WHAT IS REQUIRED> Quote word for word the lines starting at the line with "Q: Place a marker on the distant" and ending at the final line of the entries. Leave out any pictures.

MATERIAL FOR THE TASK>
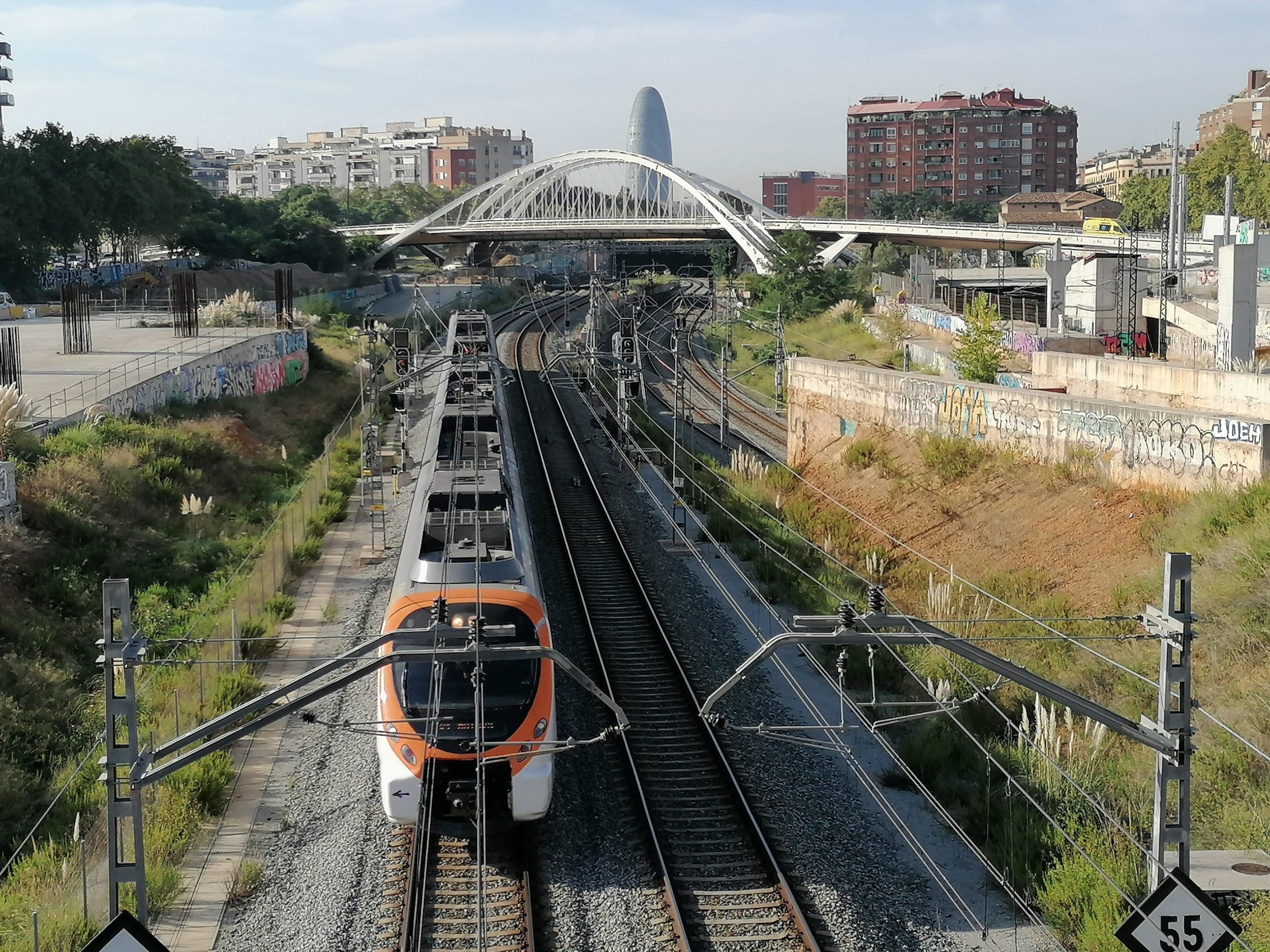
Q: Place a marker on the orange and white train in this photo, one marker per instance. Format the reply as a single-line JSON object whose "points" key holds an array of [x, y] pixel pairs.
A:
{"points": [[466, 556]]}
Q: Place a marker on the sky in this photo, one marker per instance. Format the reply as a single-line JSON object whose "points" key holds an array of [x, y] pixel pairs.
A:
{"points": [[750, 88]]}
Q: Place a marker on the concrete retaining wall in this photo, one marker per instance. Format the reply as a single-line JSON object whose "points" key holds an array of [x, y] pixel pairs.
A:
{"points": [[1131, 443], [258, 366], [1152, 382]]}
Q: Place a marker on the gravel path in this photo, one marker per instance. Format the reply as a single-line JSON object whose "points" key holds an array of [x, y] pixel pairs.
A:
{"points": [[320, 831]]}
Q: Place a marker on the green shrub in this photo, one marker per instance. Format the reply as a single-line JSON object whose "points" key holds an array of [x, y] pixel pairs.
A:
{"points": [[307, 551], [233, 688], [203, 782], [952, 457], [281, 606], [863, 454]]}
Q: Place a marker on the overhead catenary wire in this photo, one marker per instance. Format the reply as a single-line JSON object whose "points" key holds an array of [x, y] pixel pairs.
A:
{"points": [[1085, 794]]}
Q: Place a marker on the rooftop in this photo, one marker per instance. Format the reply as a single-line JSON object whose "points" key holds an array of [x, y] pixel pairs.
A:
{"points": [[995, 99]]}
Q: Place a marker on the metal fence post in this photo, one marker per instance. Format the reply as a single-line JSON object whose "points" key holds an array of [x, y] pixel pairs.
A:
{"points": [[121, 652], [1171, 819]]}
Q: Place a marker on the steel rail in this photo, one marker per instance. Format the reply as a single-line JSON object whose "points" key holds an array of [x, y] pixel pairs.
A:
{"points": [[722, 875]]}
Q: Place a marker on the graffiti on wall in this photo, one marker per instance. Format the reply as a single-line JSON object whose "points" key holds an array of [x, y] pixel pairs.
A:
{"points": [[255, 367], [1179, 447], [1126, 343]]}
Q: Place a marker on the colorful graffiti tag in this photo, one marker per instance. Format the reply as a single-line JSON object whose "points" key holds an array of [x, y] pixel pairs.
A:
{"points": [[1180, 447], [1131, 345], [244, 370]]}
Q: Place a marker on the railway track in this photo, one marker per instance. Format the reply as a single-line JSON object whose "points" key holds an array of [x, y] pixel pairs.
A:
{"points": [[454, 903], [747, 424], [724, 888]]}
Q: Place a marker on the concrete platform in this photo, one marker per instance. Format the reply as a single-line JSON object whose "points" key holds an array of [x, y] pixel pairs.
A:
{"points": [[123, 356]]}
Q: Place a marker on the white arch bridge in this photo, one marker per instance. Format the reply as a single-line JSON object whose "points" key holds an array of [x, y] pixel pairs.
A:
{"points": [[609, 194]]}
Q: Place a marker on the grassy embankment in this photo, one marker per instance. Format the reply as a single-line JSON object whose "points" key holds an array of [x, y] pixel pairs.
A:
{"points": [[103, 500], [1230, 535], [828, 337]]}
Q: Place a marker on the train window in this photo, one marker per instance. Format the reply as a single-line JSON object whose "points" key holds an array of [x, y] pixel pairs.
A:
{"points": [[445, 502], [445, 691]]}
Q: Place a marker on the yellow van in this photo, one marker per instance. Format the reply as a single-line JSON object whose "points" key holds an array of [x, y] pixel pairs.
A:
{"points": [[1104, 226]]}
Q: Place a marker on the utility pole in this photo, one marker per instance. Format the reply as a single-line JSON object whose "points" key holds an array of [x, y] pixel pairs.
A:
{"points": [[5, 76], [726, 359], [1170, 264], [1173, 626], [679, 336], [779, 359], [1228, 210]]}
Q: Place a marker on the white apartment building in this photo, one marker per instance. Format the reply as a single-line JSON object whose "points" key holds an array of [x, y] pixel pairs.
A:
{"points": [[1108, 172], [359, 158]]}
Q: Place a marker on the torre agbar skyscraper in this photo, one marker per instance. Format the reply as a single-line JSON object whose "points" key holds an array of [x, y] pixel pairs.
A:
{"points": [[649, 135]]}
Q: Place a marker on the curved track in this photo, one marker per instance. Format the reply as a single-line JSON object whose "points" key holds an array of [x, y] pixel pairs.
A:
{"points": [[724, 887]]}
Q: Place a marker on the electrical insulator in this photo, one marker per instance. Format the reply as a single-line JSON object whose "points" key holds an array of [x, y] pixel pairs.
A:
{"points": [[846, 613]]}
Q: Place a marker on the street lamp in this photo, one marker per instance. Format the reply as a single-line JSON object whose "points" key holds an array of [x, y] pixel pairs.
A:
{"points": [[5, 76]]}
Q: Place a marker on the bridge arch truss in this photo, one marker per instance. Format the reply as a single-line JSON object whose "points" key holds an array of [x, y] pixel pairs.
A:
{"points": [[595, 194]]}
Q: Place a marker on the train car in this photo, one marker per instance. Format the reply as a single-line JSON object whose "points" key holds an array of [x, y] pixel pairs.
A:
{"points": [[466, 556]]}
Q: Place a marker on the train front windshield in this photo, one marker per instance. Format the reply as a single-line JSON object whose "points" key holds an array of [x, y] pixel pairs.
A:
{"points": [[441, 699]]}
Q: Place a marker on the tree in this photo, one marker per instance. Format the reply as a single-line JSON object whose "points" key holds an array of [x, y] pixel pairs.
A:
{"points": [[1144, 201], [799, 284], [831, 207], [1230, 154], [973, 211], [980, 353]]}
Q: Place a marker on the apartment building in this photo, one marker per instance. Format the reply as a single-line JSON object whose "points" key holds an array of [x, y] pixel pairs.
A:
{"points": [[1108, 172], [801, 192], [1249, 110], [436, 153], [210, 168], [959, 148]]}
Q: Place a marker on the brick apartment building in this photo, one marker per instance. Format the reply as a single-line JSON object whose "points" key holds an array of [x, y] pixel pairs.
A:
{"points": [[1249, 110], [801, 192], [959, 148]]}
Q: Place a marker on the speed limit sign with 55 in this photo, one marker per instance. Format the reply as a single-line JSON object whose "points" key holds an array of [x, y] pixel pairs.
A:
{"points": [[1178, 917]]}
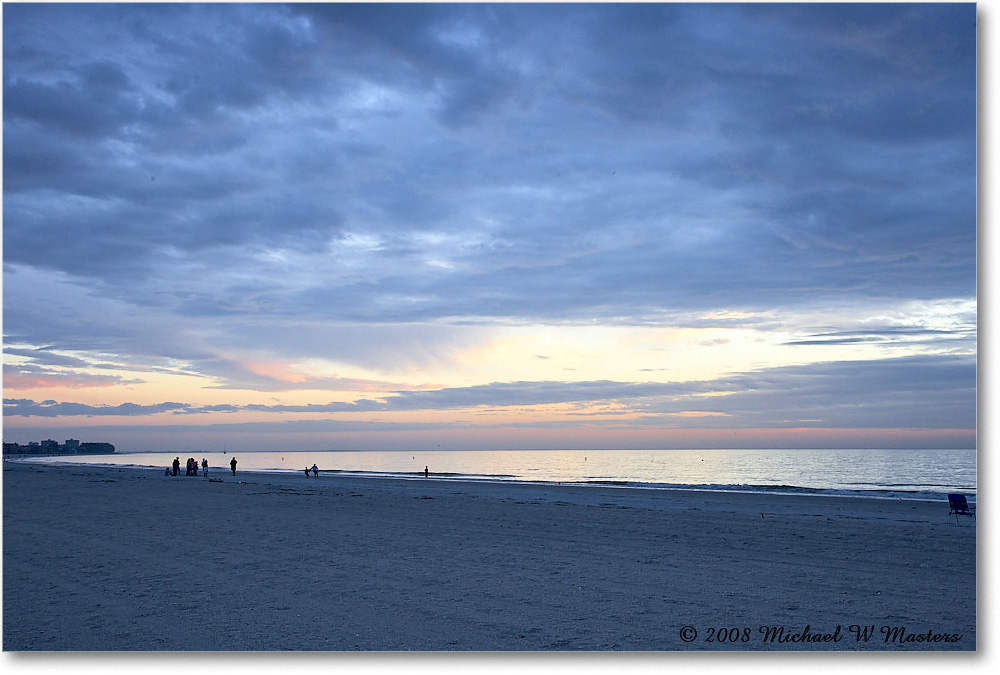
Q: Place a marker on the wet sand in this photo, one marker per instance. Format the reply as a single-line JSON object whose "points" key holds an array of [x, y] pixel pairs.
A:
{"points": [[104, 559]]}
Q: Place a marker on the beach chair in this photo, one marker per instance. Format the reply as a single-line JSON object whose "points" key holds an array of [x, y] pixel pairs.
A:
{"points": [[960, 507]]}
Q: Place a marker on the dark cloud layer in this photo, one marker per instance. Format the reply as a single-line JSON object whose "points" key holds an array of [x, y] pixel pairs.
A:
{"points": [[715, 152]]}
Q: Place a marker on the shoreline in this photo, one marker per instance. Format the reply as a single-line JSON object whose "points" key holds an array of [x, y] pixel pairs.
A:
{"points": [[276, 562], [458, 478]]}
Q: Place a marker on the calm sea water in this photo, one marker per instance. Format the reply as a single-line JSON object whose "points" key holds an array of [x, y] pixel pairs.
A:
{"points": [[918, 474]]}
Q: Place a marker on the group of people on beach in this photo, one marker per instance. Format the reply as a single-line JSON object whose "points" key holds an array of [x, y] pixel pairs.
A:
{"points": [[192, 467]]}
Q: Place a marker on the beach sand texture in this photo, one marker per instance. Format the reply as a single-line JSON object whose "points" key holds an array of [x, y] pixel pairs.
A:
{"points": [[127, 559]]}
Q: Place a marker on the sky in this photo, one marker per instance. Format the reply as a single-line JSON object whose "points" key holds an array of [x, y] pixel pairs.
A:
{"points": [[490, 226]]}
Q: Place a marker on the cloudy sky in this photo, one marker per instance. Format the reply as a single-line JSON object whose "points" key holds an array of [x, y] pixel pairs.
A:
{"points": [[490, 226]]}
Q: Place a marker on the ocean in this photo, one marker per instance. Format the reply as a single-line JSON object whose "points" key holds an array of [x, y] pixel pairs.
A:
{"points": [[900, 474]]}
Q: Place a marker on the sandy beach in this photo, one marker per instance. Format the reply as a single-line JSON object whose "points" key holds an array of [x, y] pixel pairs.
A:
{"points": [[103, 559]]}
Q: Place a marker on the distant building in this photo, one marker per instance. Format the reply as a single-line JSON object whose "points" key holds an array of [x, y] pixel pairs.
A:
{"points": [[51, 447]]}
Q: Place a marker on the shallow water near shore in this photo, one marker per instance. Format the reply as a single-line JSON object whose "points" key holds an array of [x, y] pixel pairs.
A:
{"points": [[899, 473]]}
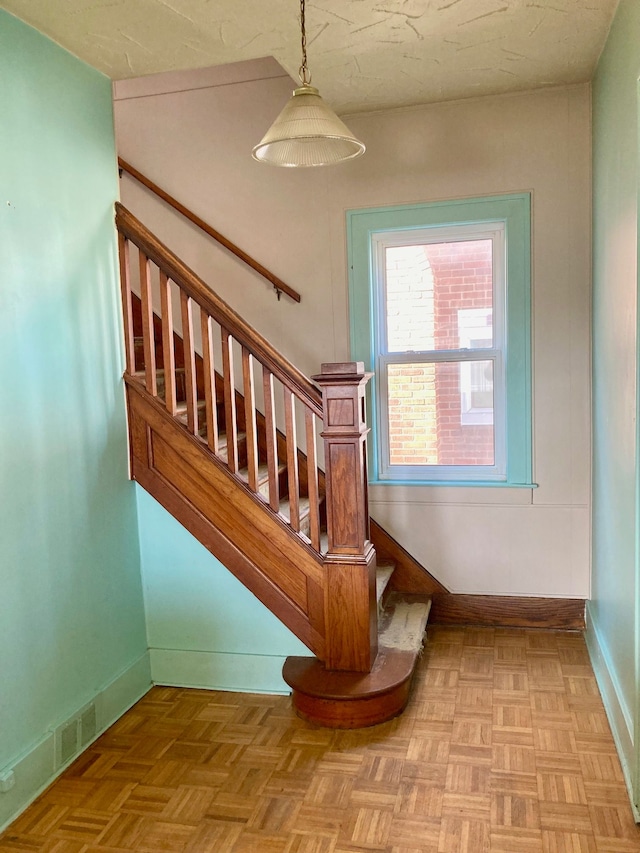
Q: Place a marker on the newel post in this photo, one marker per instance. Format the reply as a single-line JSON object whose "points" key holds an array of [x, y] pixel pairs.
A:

FINISHED ANSWER>
Q: Place a marker on the distant building in this photo, one marker per instance. Format the reply as a single-line JSON object whose "points" key holds an array of [x, y] pixel pairs.
A:
{"points": [[51, 447]]}
Q: Place a marker on the shallow water near shore in this photo, one marker per instance. Format the reply as a single-line JSON object whose "points" key holds an array of [x, y] pixel pairs.
A:
{"points": [[899, 473]]}
Q: Place a marker on the newel post in this photo, one marker per instance. Format the reply as a single-line JSON object whose "points" key holds an array of [x, y] pixel pairs.
A:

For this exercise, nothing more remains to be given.